■ **Exercise instructions**
Go through the entries one line at a time, and gather every line that has the word "nose".
============================================================
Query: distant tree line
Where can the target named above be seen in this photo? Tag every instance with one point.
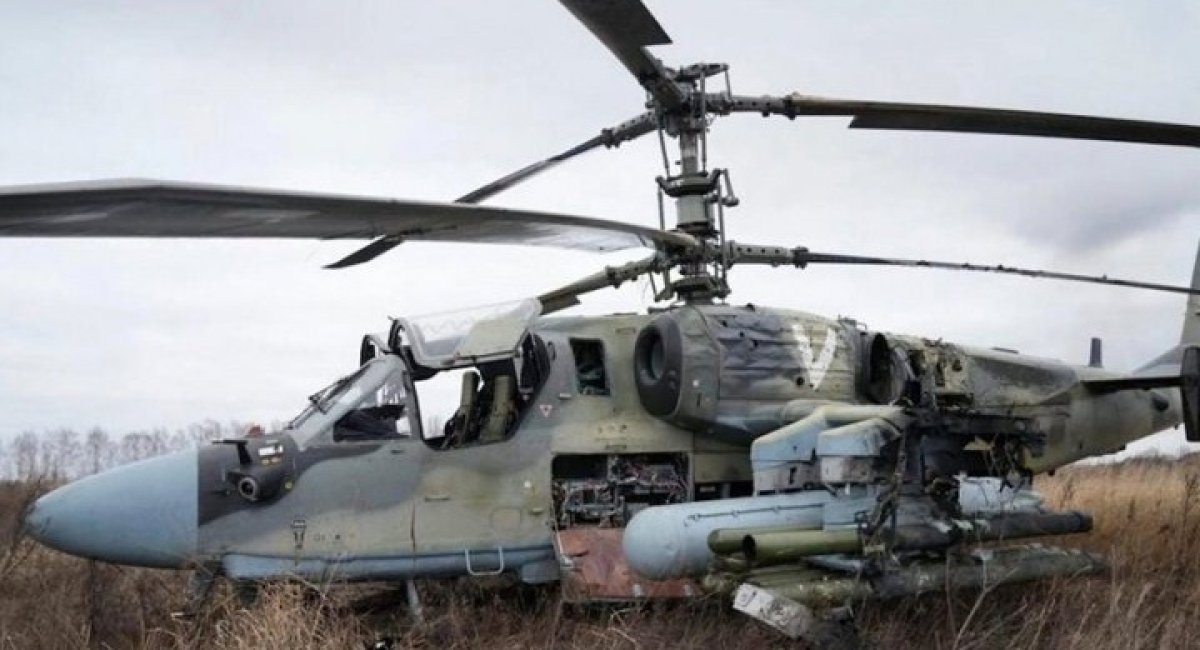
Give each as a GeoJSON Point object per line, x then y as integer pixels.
{"type": "Point", "coordinates": [63, 455]}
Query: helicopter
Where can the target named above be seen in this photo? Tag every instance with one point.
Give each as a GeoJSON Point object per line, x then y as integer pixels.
{"type": "Point", "coordinates": [581, 438]}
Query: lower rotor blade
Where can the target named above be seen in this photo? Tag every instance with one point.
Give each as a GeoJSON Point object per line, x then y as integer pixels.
{"type": "Point", "coordinates": [803, 257]}
{"type": "Point", "coordinates": [909, 116]}
{"type": "Point", "coordinates": [612, 276]}
{"type": "Point", "coordinates": [367, 252]}
{"type": "Point", "coordinates": [623, 132]}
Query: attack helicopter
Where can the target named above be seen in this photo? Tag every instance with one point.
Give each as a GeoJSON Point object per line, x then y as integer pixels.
{"type": "Point", "coordinates": [796, 461]}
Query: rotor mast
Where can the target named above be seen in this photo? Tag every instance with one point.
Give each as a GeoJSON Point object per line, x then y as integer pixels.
{"type": "Point", "coordinates": [700, 194]}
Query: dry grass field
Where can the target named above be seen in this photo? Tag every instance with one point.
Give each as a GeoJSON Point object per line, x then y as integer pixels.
{"type": "Point", "coordinates": [1147, 524]}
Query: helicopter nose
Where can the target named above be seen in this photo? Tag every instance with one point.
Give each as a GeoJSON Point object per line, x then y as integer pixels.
{"type": "Point", "coordinates": [143, 513]}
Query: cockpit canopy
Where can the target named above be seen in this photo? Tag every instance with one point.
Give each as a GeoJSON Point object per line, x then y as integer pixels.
{"type": "Point", "coordinates": [466, 337]}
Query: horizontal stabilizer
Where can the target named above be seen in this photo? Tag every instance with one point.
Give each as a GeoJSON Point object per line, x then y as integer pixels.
{"type": "Point", "coordinates": [1188, 381]}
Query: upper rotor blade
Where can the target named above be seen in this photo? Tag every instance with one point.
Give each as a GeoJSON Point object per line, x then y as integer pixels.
{"type": "Point", "coordinates": [802, 257]}
{"type": "Point", "coordinates": [623, 132]}
{"type": "Point", "coordinates": [627, 28]}
{"type": "Point", "coordinates": [165, 209]}
{"type": "Point", "coordinates": [907, 116]}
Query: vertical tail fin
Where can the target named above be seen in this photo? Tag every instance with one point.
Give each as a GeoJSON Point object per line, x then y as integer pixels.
{"type": "Point", "coordinates": [1192, 318]}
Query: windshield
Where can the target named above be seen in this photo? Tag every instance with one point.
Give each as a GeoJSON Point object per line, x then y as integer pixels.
{"type": "Point", "coordinates": [369, 404]}
{"type": "Point", "coordinates": [469, 336]}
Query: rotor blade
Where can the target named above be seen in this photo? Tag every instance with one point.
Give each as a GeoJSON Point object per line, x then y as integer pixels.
{"type": "Point", "coordinates": [803, 257]}
{"type": "Point", "coordinates": [623, 132]}
{"type": "Point", "coordinates": [165, 209]}
{"type": "Point", "coordinates": [906, 116]}
{"type": "Point", "coordinates": [627, 28]}
{"type": "Point", "coordinates": [612, 276]}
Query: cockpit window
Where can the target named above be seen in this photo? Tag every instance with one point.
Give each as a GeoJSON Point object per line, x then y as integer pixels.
{"type": "Point", "coordinates": [468, 337]}
{"type": "Point", "coordinates": [369, 404]}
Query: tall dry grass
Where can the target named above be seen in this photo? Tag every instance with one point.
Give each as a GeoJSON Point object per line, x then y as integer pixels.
{"type": "Point", "coordinates": [1147, 519]}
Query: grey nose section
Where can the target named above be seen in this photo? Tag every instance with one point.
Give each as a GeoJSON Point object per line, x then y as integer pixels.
{"type": "Point", "coordinates": [142, 515]}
============================================================
■ **Exercise answer**
Query: helicopter nose
Query: grey nose section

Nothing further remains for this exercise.